- [Required work] Give the lines from the start of the items up to and including the line with "129, 30, 464, 337" as a numbered list, leaving out any blank lines.

━━━ Records for this exercise

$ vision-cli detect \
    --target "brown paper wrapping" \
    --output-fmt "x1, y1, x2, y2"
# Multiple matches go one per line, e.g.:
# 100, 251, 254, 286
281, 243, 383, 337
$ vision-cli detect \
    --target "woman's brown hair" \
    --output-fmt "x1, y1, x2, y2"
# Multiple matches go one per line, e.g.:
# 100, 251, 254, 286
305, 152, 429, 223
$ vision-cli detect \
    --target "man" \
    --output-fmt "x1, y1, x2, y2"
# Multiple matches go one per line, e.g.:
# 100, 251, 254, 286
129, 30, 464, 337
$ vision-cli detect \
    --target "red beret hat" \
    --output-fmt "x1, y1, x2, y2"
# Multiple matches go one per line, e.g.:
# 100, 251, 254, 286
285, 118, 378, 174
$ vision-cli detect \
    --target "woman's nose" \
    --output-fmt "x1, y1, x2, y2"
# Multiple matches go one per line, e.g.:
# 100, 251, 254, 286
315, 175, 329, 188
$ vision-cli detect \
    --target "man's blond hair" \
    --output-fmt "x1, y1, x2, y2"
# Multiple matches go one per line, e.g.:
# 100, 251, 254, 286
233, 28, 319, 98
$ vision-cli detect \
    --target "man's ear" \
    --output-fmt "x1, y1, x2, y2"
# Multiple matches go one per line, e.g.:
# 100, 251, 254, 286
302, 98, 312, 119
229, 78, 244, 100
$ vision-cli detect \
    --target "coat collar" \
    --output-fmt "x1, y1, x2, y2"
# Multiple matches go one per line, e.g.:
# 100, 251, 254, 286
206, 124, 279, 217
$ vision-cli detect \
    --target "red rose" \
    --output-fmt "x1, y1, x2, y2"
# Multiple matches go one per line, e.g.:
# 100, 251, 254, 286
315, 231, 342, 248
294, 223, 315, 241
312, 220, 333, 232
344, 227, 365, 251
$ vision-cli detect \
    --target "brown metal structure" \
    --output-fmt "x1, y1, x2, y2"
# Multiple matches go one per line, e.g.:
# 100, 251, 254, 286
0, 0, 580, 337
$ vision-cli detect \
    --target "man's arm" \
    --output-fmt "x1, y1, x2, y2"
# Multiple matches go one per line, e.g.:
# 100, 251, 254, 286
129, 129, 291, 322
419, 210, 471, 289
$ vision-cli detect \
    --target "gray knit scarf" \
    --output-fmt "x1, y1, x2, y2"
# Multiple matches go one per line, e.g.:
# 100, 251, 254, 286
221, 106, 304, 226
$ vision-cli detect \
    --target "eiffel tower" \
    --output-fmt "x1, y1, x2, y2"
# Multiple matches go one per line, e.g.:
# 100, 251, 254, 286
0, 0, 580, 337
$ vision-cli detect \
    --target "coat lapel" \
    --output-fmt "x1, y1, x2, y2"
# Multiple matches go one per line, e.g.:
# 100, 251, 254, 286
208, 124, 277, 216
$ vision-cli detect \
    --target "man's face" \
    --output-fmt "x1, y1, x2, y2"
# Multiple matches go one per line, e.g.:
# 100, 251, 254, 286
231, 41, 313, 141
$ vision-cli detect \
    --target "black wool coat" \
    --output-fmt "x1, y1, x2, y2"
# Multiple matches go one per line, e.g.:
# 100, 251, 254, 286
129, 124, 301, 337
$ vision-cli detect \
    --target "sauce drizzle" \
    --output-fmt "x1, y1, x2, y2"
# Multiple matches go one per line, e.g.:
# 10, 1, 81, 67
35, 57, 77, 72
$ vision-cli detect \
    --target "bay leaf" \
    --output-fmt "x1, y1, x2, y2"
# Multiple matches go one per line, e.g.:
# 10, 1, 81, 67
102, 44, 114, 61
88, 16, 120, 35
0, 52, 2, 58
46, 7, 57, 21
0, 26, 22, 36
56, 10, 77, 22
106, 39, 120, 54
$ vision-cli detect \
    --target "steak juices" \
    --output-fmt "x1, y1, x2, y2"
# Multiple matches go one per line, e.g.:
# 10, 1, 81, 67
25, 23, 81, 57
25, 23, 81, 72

━━━━━━

- [Output for this exercise]
1. $ vision-cli detect \
2.     --target "brown paper wrapping" \
3.     --output-fmt "x1, y1, x2, y2"
4. # Multiple matches go one per line, e.g.:
5. # 100, 251, 254, 286
6. 281, 243, 383, 337
7. $ vision-cli detect \
8.     --target "woman's brown hair" \
9.     --output-fmt "x1, y1, x2, y2"
10. # Multiple matches go one per line, e.g.:
11. # 100, 251, 254, 286
12. 305, 152, 429, 223
13. $ vision-cli detect \
14.     --target "man" \
15.     --output-fmt "x1, y1, x2, y2"
16. # Multiple matches go one per line, e.g.:
17. # 100, 251, 254, 286
18. 129, 30, 464, 337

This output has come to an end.